_The exercise:_ Can you reproduce every one of the rows below verbatim, without altering a single character?

_Dataset records:_

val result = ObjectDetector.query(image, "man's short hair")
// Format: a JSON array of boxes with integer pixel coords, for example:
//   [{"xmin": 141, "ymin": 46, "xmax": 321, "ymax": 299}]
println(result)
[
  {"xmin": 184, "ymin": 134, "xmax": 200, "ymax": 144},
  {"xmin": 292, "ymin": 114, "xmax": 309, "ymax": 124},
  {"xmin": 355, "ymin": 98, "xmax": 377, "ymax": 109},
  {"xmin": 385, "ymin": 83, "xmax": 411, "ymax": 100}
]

_Solution below:_
val result = ObjectDetector.query(image, "man's short hair")
// Format: a JSON array of boxes with integer pixel coords, for example:
//   [{"xmin": 141, "ymin": 46, "xmax": 321, "ymax": 299}]
println(result)
[
  {"xmin": 184, "ymin": 134, "xmax": 200, "ymax": 144},
  {"xmin": 292, "ymin": 114, "xmax": 309, "ymax": 124},
  {"xmin": 355, "ymin": 98, "xmax": 377, "ymax": 109},
  {"xmin": 385, "ymin": 83, "xmax": 411, "ymax": 100}
]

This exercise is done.